Segment Start: Text for analysis
To ask Her Majesty’s Government what plans they have to improve mental health services for infants, children and young people in local authority care, and for care leavers.
My Lords, in August 2014 the Government established the children and young people’s mental health and well-being task force, which is looking at how to improve access to services that are more responsive to children and young people’s needs. It has a particular focus on the needs of the most vulnerable children, including care leavers and those in local authority care.
I thank the noble Earl for his Answer and for the work of the task force, which is most welcome. Is he considering encouraging the systemic approach to supporting foster carers and staff in children’s homes, whereby clinicians support groups of staff in children’s homes and foster carers? This can be a very effective way of making use of scarce CAMHS resource. Will he also look at undertaking another, very thorough, survey of the mental health of looked-after children? The last very thorough examination of their mental health was carried out in 2002, and it would seem that it is time to look again at their mental health issues.
Segment End: Text for analysis
• _Directions_: Replace "local authority care" with "council care" in the exchange on children's mental health services, and give the passage starting at "To ask Her Majesty’s" and ending at "for care leavers.". The listing is not used in any way here.
Segment Start: Data for review
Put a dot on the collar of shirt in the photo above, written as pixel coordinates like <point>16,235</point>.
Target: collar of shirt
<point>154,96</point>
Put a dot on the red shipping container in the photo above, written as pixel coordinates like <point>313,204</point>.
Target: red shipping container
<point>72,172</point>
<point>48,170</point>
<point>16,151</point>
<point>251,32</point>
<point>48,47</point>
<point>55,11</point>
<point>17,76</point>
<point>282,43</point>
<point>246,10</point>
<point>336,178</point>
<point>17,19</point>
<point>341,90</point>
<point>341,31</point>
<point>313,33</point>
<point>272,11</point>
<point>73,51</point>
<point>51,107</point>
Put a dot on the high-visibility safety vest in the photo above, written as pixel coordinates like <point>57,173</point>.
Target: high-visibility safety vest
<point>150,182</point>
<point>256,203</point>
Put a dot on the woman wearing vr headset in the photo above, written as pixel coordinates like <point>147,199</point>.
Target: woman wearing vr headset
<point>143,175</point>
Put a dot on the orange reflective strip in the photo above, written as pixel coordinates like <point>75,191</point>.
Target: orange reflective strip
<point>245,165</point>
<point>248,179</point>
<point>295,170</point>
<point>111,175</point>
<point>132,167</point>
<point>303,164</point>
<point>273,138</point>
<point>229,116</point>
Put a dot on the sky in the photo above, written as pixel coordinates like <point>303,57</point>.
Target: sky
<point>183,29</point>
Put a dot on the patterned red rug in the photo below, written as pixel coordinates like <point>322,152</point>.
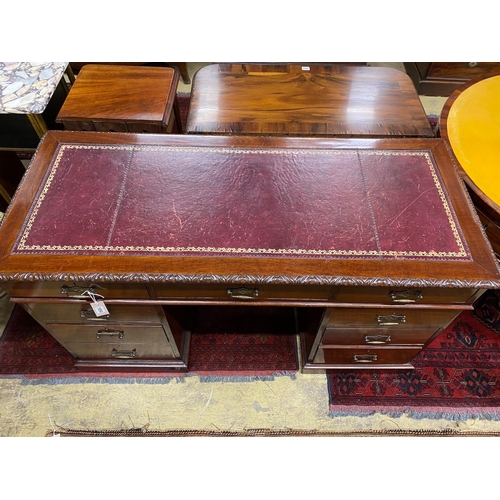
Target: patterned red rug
<point>220,349</point>
<point>456,377</point>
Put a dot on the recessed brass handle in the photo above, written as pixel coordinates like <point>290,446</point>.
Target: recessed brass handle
<point>106,332</point>
<point>405,296</point>
<point>390,320</point>
<point>80,292</point>
<point>377,339</point>
<point>365,358</point>
<point>243,293</point>
<point>124,354</point>
<point>89,315</point>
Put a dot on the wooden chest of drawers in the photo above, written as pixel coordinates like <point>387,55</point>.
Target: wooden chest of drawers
<point>110,98</point>
<point>376,334</point>
<point>373,243</point>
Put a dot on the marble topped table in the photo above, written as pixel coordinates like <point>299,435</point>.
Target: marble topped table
<point>27,87</point>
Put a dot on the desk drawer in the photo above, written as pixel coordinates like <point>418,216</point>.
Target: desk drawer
<point>76,290</point>
<point>376,336</point>
<point>366,357</point>
<point>108,333</point>
<point>243,293</point>
<point>83,313</point>
<point>392,319</point>
<point>118,351</point>
<point>401,295</point>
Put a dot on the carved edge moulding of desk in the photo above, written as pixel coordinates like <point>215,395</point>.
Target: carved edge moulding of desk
<point>374,243</point>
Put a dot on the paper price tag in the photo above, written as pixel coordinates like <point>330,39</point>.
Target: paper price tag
<point>99,308</point>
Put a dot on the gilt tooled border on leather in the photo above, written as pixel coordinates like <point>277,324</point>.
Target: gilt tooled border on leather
<point>22,247</point>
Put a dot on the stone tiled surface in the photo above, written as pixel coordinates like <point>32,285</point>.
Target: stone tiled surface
<point>26,87</point>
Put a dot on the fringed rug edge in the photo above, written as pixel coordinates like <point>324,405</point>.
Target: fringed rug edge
<point>144,432</point>
<point>432,412</point>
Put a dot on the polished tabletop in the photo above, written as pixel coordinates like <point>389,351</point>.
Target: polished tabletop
<point>299,100</point>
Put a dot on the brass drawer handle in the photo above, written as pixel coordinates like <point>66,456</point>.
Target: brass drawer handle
<point>390,320</point>
<point>243,293</point>
<point>106,332</point>
<point>365,358</point>
<point>80,292</point>
<point>89,315</point>
<point>377,339</point>
<point>405,296</point>
<point>124,354</point>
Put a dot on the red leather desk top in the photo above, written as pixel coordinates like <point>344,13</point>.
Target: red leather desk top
<point>145,208</point>
<point>102,199</point>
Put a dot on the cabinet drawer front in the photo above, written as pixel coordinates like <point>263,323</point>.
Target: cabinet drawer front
<point>392,318</point>
<point>104,334</point>
<point>76,290</point>
<point>143,128</point>
<point>376,336</point>
<point>117,351</point>
<point>239,293</point>
<point>395,295</point>
<point>83,313</point>
<point>366,357</point>
<point>110,126</point>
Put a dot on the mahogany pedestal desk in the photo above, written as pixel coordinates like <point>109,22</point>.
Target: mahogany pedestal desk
<point>373,243</point>
<point>111,98</point>
<point>294,100</point>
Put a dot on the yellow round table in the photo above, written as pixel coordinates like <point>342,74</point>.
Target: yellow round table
<point>470,123</point>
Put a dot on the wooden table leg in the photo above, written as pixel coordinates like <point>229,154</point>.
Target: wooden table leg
<point>11,173</point>
<point>182,67</point>
<point>38,124</point>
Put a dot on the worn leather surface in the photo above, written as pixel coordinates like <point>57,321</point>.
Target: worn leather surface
<point>220,201</point>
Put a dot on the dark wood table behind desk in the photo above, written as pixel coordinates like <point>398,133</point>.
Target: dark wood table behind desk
<point>298,100</point>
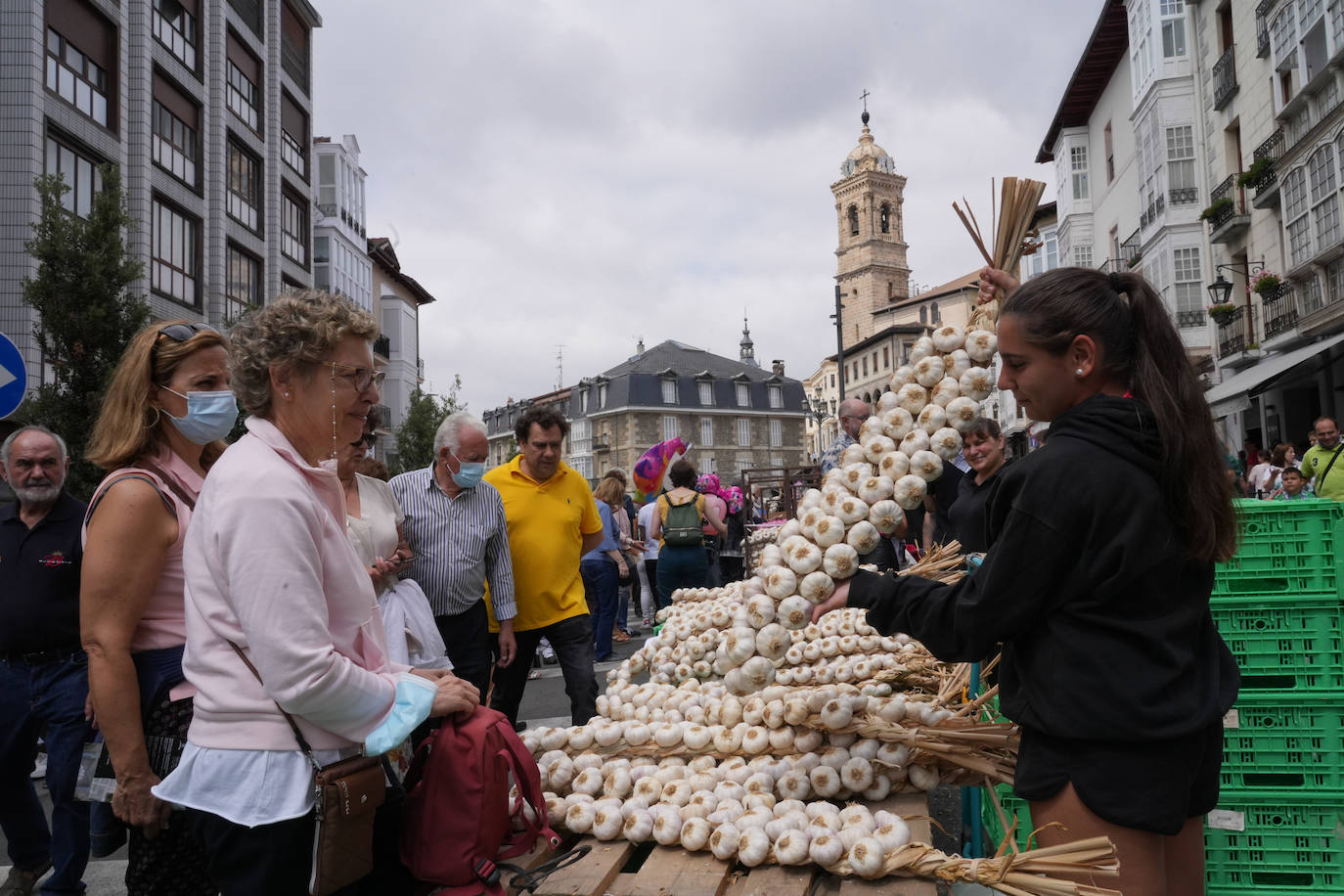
Segment End: Data for review
• _Solution to this problem_:
To ask Her Majesty’s Government what plans they have to improve mental health services for infants, children and young people in council care, and for care leavers.